WHAT IS EXPECTED: Tally the lines below that contain the string "flower", with case counting, and give only the number.

Location labeling records:
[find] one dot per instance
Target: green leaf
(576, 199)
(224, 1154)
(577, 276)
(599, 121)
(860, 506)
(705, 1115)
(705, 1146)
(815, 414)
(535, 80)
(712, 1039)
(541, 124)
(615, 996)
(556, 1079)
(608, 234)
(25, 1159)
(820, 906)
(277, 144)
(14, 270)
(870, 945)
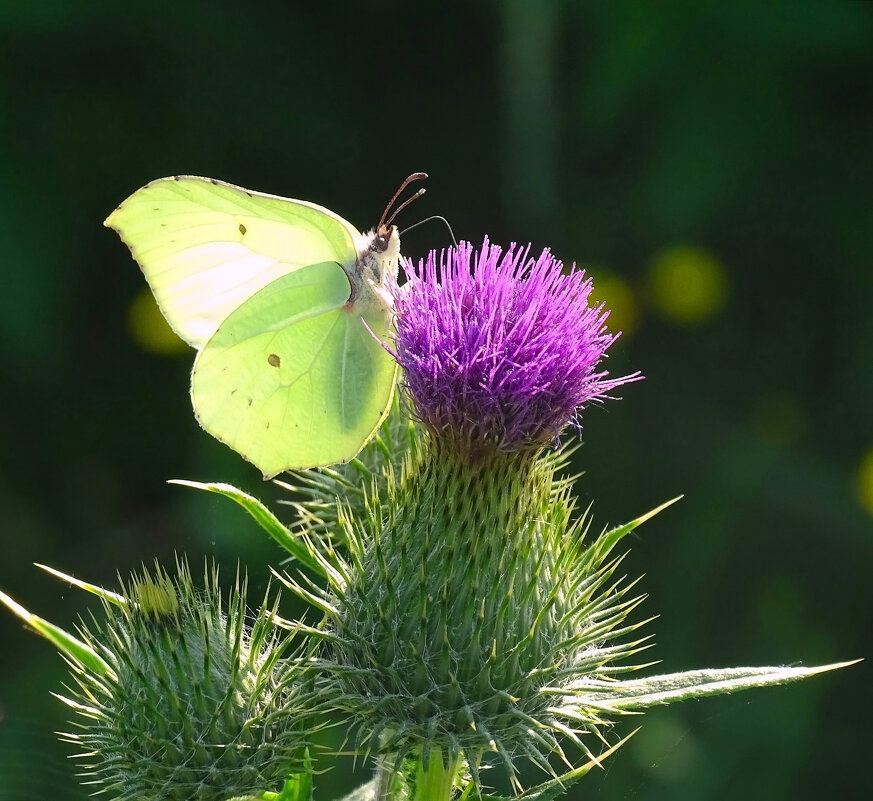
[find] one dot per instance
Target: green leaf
(608, 540)
(628, 696)
(106, 595)
(300, 549)
(554, 787)
(65, 642)
(366, 792)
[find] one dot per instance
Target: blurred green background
(711, 164)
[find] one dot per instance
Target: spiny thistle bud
(471, 603)
(194, 705)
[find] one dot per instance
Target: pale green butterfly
(288, 306)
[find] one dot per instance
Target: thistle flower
(500, 348)
(187, 703)
(471, 599)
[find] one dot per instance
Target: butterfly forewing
(293, 378)
(206, 247)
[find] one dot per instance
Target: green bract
(277, 296)
(192, 705)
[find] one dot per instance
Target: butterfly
(287, 305)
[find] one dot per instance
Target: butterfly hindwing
(293, 378)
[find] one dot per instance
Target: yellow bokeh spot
(617, 295)
(149, 329)
(864, 481)
(688, 284)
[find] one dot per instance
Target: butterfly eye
(382, 238)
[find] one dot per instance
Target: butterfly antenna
(428, 219)
(416, 176)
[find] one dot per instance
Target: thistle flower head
(506, 352)
(193, 705)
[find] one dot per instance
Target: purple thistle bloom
(504, 354)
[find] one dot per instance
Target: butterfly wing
(292, 378)
(206, 246)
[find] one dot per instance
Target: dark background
(710, 163)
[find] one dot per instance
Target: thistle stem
(436, 781)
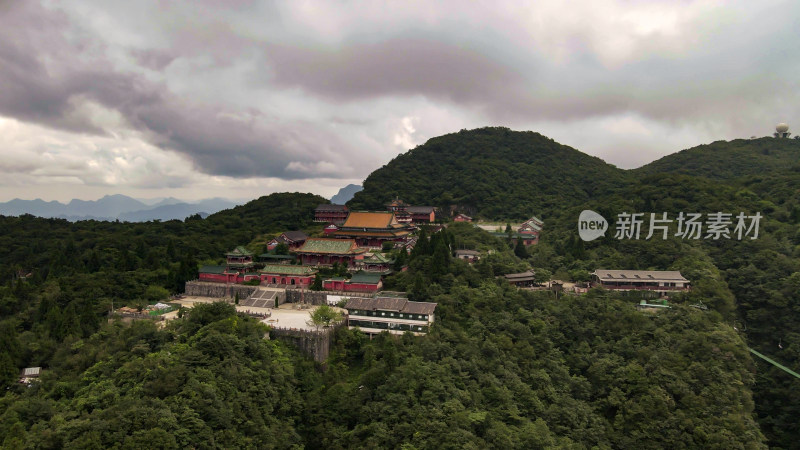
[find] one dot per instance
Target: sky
(238, 99)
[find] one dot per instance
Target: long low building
(395, 315)
(645, 280)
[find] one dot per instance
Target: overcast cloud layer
(240, 99)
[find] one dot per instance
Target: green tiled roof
(212, 269)
(377, 258)
(239, 251)
(273, 256)
(332, 246)
(284, 269)
(365, 277)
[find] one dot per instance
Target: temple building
(239, 259)
(529, 231)
(292, 239)
(335, 214)
(225, 274)
(405, 213)
(301, 276)
(422, 214)
(375, 262)
(360, 282)
(372, 229)
(395, 315)
(468, 255)
(523, 279)
(662, 281)
(325, 252)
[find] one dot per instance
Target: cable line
(778, 365)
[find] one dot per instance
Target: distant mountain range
(345, 194)
(116, 207)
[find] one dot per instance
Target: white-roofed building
(647, 280)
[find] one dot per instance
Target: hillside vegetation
(490, 172)
(726, 160)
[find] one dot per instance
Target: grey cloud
(396, 66)
(213, 137)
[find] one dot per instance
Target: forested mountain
(502, 368)
(725, 160)
(345, 194)
(492, 172)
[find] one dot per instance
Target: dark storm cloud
(295, 90)
(48, 74)
(706, 72)
(398, 66)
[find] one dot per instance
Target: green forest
(501, 367)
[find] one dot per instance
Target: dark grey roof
(296, 236)
(639, 275)
(391, 304)
(420, 209)
(419, 308)
(331, 208)
(520, 276)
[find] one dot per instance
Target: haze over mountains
(345, 194)
(116, 207)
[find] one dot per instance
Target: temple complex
(372, 229)
(326, 252)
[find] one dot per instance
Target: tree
(324, 316)
(400, 260)
(520, 249)
(156, 293)
(542, 275)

SOLUTION TO THIS EXERCISE: 2